> Texte source
◆ ◆ ◆ ◆ ◆

Dans les papiers des bookmakers, Daniel Clowes avait toutes les chances de remporter le Grand Prix avant que Posy Simmonds ne le coiffe au poteau. Pour quelle raison ? Son passage de Cornélius à Delcourt lui aurait coûté la défection du suffrage des auteurs alternatifs. Le jury désirait-il tout de même corriger cet accroc du destin ? Quoiqu’il en soit l’auteur de David Boring, d’Eightball et du récent Monica a reçu les faveurs du jury, en lui décernant le Fauve d’or de cette 51e édition du FIBD d’Angoulême.
Moto Hagio récompensée !
En début de cérémonie, la mangaka Moto Hagio reçoit un fauve d’honneur. Le FIBD lui avait organisé une magnifique rétrospective, ainsi que nous vous l’avions décrite dans nos différents articles. Cette autrice charnière dans l’histoire de la bande dessinée japonaise, avec ses collègues de la génération dite du « Groupe de l’An 24 », est réputée pour avoir bousculé le shōjo traditionnel en lui permettant de rayonner au-delà de son lectorat-cible habituel, composé de jeunes filles.

◆ ◆ ◆ ◆ ◆

> Lignes enregistrées
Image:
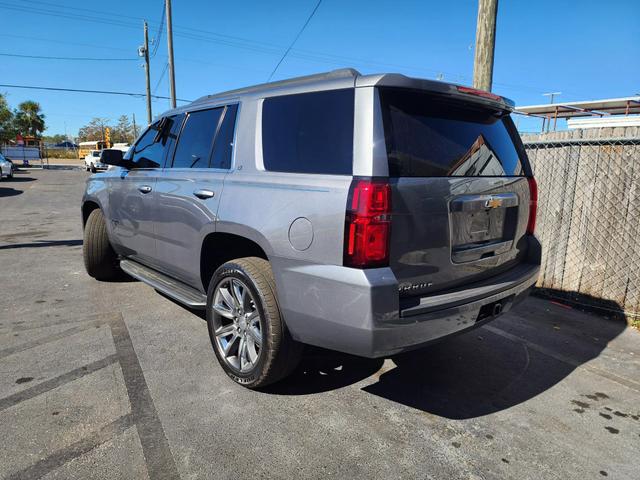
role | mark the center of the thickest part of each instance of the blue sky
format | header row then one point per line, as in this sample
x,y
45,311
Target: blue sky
x,y
586,49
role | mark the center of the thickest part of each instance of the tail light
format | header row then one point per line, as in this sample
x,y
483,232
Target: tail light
x,y
368,224
533,205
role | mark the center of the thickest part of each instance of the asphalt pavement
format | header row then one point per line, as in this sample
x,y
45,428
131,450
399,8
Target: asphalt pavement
x,y
113,380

◆ ◆ ◆ ◆ ◆

> Consignes
#1 Répondez aux questions suivantes sur l'article consacré au FIBD d'Angoulême :
(a) Quel prix le jury a-t-il décerné à Daniel Clowes lors de cette 51e édition ?
(b) Quelle distinction Moto Hagio reçoit-elle en début de cérémonie ?
(c) De qui se compose le lectorat-cible habituel du shōjo ?
#2 Poursuivez l'article consacré au FIBD d'Angoulême après sa dernière phrase.

> Réponses par consigne
#1
(a) Le Fauve d'or.
(b) Un fauve d'honneur.
(c) De jeunes filles.

#2
Prix René Goscinny
Deux prix ont été décernés, tous deux pour des albums paru chez Dargaud. Tout d’abord pour la meilleure scénariste récompensant Julie Birmant pour le premier tome de Dali avec Clément Oubrerie au dessin (Dargaud). Ensuite le prix du jeune scénariste attribué à Simon Boileau pour La Ride, dessiné par Florent Pierre.
Fauve polar SNCF voyageurs
L’album Contrition réalisé par Keko & Carlos Portela (traduction d’Alexandra Carrasco chez Denoël Graphic remporte le fauve polar SNCF. En théologie, la contrition est un regret, un chagrin profond d’avoir commis un acte impie avec la promesse de ne plus jamais l’accomplir. L’album de Keko (dessins) et Carlos Portella (scénario) campe son intrigue dans le quartier de Contrition dans le comté de Palm Beach en Floride où se regroupent des ex-condamnés pour des crimes sexuels afin de les éloigner de leurs victimes.
Fauve bande dessinée alternative
Le fanzine néerlandais Aline a été récompensé pour ses publications que l’on peut retrouver sur son site internet : ikbenaline (disponible uniquement en néerlandais). Il compte six numéros à ce jour, le dernier ayant sa couverture dessinée par Hélène Lespagnard.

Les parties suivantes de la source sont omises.